__TASK TO CARRY OUT__
Reproduce the following records exactly from the line containing "Question. For every instance of the stone" onward, ending with the last line and including it.

• • • • • • •

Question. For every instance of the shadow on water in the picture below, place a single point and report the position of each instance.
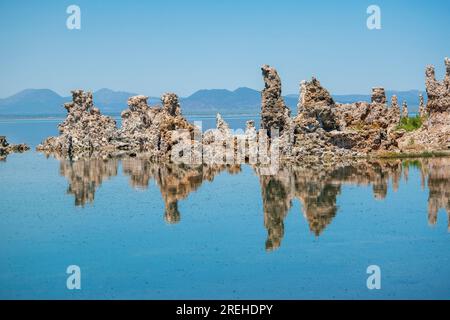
(317, 189)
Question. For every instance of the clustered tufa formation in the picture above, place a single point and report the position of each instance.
(323, 130)
(6, 148)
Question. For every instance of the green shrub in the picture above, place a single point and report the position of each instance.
(410, 124)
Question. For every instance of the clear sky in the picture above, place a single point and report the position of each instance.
(154, 46)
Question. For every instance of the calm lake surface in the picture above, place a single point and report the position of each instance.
(141, 230)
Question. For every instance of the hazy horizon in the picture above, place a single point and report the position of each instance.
(182, 47)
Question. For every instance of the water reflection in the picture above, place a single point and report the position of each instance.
(317, 189)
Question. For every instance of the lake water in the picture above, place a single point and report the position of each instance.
(141, 230)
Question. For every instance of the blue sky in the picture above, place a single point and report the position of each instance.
(151, 47)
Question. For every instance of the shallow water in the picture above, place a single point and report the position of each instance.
(141, 230)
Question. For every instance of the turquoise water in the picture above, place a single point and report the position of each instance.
(141, 230)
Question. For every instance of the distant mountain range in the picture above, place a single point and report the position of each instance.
(45, 102)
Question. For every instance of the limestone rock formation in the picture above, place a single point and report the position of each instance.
(84, 129)
(6, 148)
(434, 135)
(378, 95)
(405, 113)
(438, 91)
(151, 129)
(394, 111)
(315, 107)
(422, 108)
(274, 112)
(144, 129)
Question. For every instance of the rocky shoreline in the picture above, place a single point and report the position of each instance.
(322, 132)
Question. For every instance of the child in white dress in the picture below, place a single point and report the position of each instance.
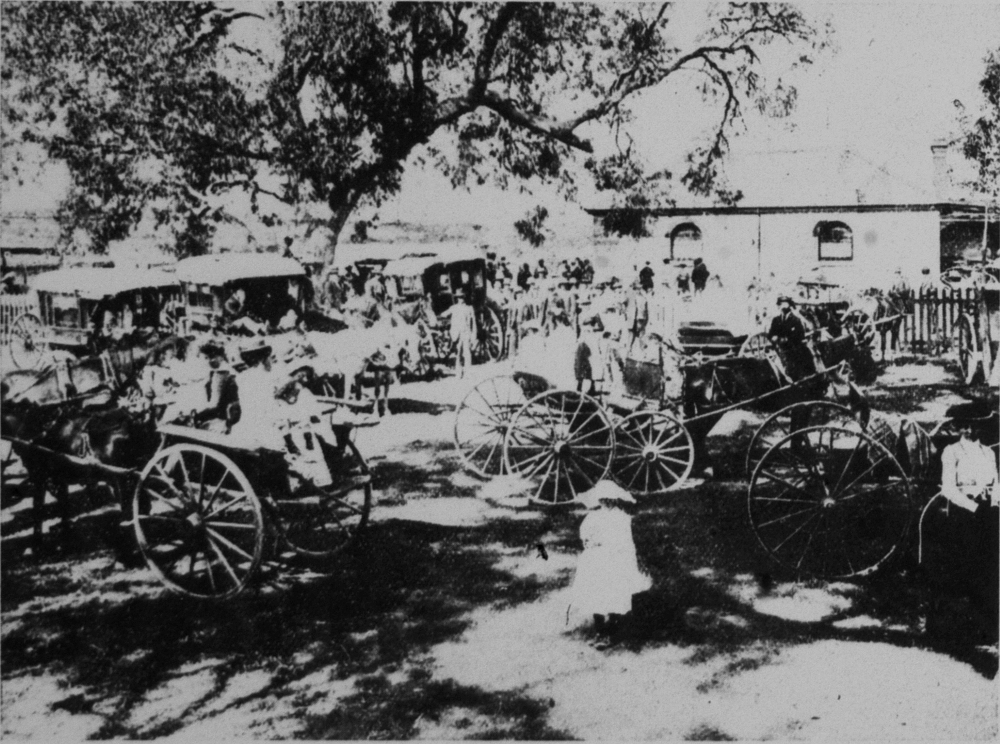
(607, 572)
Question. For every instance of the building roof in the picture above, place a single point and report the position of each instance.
(28, 231)
(218, 269)
(95, 284)
(831, 177)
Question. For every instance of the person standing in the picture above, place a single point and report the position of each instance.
(524, 277)
(646, 278)
(699, 275)
(788, 334)
(607, 571)
(462, 332)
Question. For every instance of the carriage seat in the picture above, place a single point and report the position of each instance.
(532, 384)
(224, 442)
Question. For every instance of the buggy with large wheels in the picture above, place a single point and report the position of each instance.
(255, 291)
(826, 495)
(208, 508)
(82, 311)
(428, 283)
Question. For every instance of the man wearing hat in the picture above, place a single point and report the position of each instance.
(788, 334)
(969, 480)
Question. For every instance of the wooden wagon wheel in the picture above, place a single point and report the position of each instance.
(198, 522)
(778, 425)
(329, 520)
(27, 347)
(562, 439)
(969, 353)
(481, 423)
(488, 346)
(654, 453)
(830, 502)
(757, 346)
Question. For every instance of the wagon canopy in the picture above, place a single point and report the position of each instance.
(96, 284)
(218, 270)
(416, 262)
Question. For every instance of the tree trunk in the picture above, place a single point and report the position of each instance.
(341, 213)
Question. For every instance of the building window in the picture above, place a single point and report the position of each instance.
(685, 241)
(836, 241)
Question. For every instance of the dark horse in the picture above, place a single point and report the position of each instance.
(64, 425)
(712, 388)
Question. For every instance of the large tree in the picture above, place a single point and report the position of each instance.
(981, 143)
(163, 106)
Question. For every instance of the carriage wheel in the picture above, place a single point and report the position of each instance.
(757, 346)
(198, 521)
(654, 453)
(830, 502)
(481, 423)
(563, 440)
(327, 522)
(26, 345)
(968, 351)
(778, 425)
(488, 346)
(861, 325)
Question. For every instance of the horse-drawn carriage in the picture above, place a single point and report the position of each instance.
(84, 310)
(428, 284)
(205, 508)
(232, 288)
(820, 471)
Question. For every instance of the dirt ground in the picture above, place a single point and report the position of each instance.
(448, 623)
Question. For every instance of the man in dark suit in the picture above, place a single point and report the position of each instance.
(788, 334)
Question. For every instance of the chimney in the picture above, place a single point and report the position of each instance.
(941, 172)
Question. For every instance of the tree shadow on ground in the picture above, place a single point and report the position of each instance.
(407, 587)
(699, 546)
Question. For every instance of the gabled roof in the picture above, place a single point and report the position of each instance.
(815, 177)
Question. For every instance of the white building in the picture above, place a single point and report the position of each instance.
(818, 213)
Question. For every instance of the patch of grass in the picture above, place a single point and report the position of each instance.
(383, 711)
(707, 733)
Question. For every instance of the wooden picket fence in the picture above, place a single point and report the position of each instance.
(13, 305)
(931, 327)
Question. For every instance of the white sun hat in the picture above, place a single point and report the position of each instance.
(607, 490)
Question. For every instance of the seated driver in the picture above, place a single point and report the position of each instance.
(788, 334)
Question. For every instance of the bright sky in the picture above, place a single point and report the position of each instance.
(888, 92)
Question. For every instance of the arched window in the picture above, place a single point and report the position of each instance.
(836, 241)
(685, 241)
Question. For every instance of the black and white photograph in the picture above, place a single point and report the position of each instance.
(499, 370)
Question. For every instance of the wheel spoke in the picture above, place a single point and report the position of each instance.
(226, 506)
(229, 544)
(787, 516)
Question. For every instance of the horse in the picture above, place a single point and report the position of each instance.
(711, 388)
(61, 427)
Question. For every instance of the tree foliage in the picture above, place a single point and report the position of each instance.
(164, 106)
(532, 227)
(981, 143)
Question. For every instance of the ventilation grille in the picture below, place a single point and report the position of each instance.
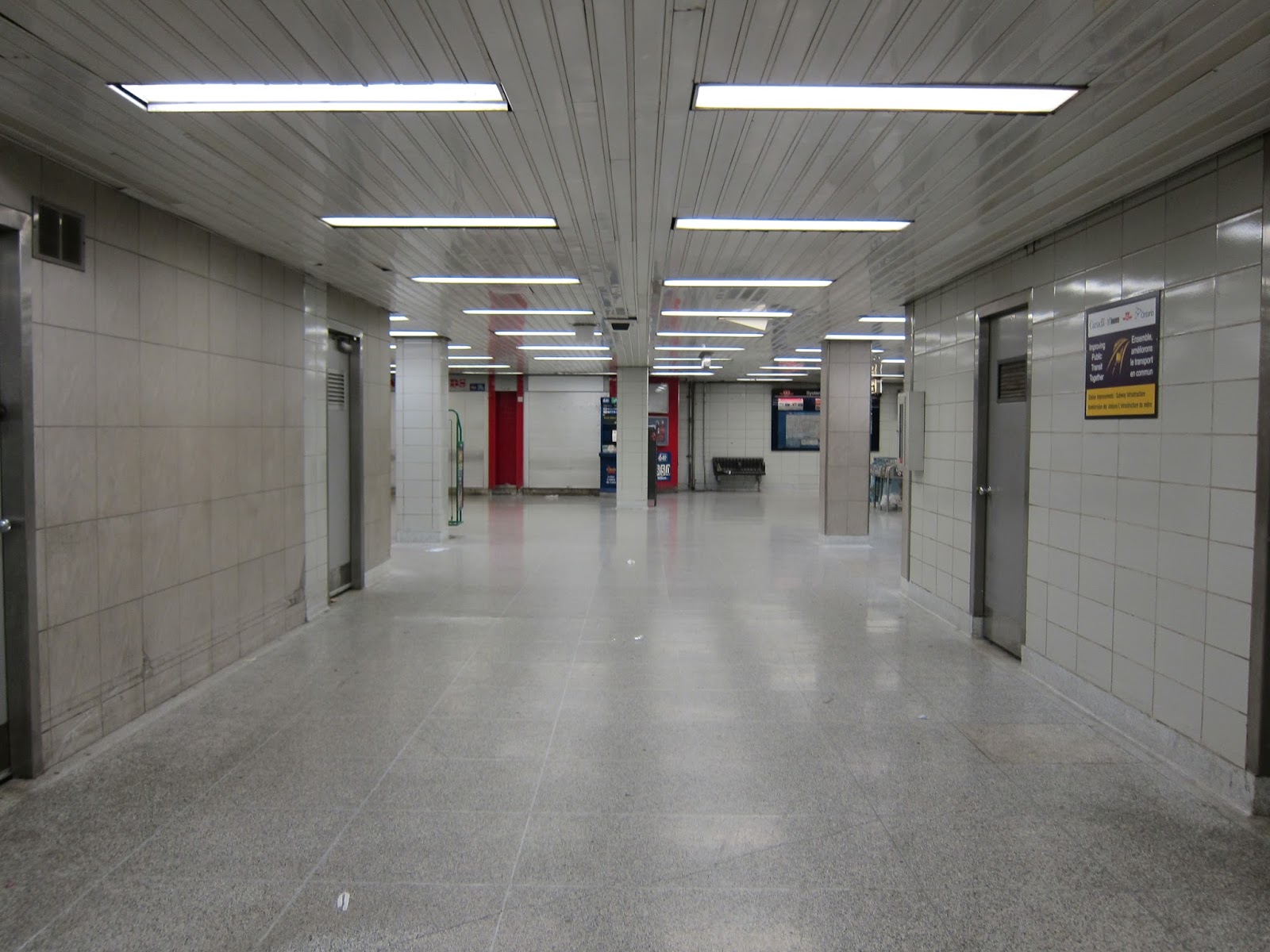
(59, 235)
(336, 389)
(1013, 381)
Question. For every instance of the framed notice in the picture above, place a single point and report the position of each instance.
(1122, 359)
(797, 419)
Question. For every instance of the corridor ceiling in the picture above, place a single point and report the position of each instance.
(601, 135)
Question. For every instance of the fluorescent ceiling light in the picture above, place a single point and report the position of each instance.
(535, 334)
(313, 97)
(492, 279)
(709, 334)
(791, 224)
(864, 336)
(727, 314)
(747, 282)
(563, 347)
(525, 311)
(370, 221)
(887, 98)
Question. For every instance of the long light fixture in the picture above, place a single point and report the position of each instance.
(313, 97)
(727, 314)
(698, 348)
(887, 98)
(489, 279)
(791, 224)
(864, 336)
(747, 282)
(526, 311)
(535, 334)
(563, 347)
(370, 221)
(749, 334)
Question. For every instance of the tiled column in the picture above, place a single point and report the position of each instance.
(632, 437)
(845, 397)
(423, 435)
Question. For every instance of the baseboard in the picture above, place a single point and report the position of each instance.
(937, 606)
(1200, 766)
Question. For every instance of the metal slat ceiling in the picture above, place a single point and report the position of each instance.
(602, 137)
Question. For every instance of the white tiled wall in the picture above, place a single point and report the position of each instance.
(562, 432)
(1140, 566)
(171, 456)
(736, 419)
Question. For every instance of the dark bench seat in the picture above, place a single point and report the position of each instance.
(742, 466)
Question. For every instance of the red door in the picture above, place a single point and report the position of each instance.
(507, 451)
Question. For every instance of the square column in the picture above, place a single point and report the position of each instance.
(633, 437)
(846, 371)
(423, 440)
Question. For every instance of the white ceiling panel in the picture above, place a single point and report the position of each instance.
(601, 136)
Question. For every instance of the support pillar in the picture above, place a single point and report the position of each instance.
(423, 440)
(845, 401)
(632, 437)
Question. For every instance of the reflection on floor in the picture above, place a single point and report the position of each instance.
(577, 727)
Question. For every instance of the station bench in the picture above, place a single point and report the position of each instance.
(740, 466)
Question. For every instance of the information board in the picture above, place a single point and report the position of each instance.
(1122, 359)
(797, 419)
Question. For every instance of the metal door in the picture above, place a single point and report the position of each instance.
(340, 555)
(1005, 493)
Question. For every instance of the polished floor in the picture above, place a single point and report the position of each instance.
(575, 727)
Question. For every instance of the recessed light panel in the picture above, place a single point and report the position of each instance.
(747, 282)
(887, 98)
(791, 224)
(491, 279)
(313, 97)
(337, 221)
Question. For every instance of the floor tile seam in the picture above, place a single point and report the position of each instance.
(543, 771)
(182, 812)
(353, 816)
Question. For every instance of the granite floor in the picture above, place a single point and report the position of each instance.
(575, 727)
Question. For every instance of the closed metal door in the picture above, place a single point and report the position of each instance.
(1005, 493)
(340, 556)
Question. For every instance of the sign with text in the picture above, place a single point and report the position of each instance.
(1122, 359)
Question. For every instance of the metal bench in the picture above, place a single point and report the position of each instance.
(740, 466)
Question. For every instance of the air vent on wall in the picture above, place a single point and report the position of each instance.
(57, 235)
(334, 389)
(1013, 381)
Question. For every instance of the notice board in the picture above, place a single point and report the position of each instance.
(1122, 359)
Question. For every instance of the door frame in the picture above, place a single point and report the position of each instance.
(1013, 304)
(18, 475)
(356, 454)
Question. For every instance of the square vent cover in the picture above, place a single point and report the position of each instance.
(57, 235)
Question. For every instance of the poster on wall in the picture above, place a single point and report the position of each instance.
(1122, 359)
(797, 419)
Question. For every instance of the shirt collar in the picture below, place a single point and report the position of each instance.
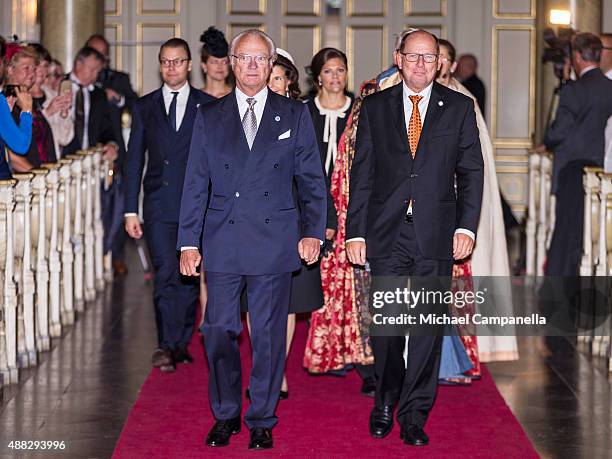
(587, 69)
(259, 97)
(425, 92)
(74, 79)
(183, 90)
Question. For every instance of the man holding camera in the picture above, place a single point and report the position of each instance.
(576, 137)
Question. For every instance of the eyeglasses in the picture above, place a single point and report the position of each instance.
(414, 57)
(245, 59)
(172, 62)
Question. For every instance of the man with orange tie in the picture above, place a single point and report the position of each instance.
(415, 196)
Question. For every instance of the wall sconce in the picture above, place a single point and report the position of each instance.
(560, 17)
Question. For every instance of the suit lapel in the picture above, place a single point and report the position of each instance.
(190, 112)
(230, 122)
(268, 129)
(396, 101)
(434, 110)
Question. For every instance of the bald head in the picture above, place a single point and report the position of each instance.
(417, 35)
(606, 52)
(466, 66)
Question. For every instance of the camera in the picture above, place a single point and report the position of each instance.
(9, 90)
(559, 48)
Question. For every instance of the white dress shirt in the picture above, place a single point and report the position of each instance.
(86, 105)
(423, 104)
(260, 103)
(181, 101)
(608, 136)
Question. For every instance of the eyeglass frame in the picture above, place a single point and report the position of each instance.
(178, 62)
(250, 59)
(436, 57)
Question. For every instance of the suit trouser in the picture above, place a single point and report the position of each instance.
(412, 386)
(175, 297)
(268, 297)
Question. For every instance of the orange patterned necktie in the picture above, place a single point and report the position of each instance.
(414, 126)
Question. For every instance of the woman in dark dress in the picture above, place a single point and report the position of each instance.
(333, 341)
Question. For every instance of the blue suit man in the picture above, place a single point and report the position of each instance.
(239, 209)
(161, 129)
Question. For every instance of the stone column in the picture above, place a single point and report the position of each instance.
(67, 24)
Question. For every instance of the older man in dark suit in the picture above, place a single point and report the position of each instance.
(576, 138)
(415, 195)
(250, 147)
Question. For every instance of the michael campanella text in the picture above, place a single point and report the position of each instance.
(467, 319)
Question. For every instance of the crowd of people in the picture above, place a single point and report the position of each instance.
(271, 201)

• • • • • • •

__WRITTEN SOLUTION__
Question. For every instance of the stone column in the picture above, place a single point and report the position of each instance.
(67, 24)
Question. For every instance of the older man in dark suit in the picture above, place a single point and report the position of each instance.
(576, 138)
(415, 195)
(250, 147)
Question. For every instance of the michael campanella text in the picture above, place a single point and report the position of each instance.
(467, 319)
Question. For every instance of the crowd of people in the picture above, place a single point and report the position of each instance.
(271, 201)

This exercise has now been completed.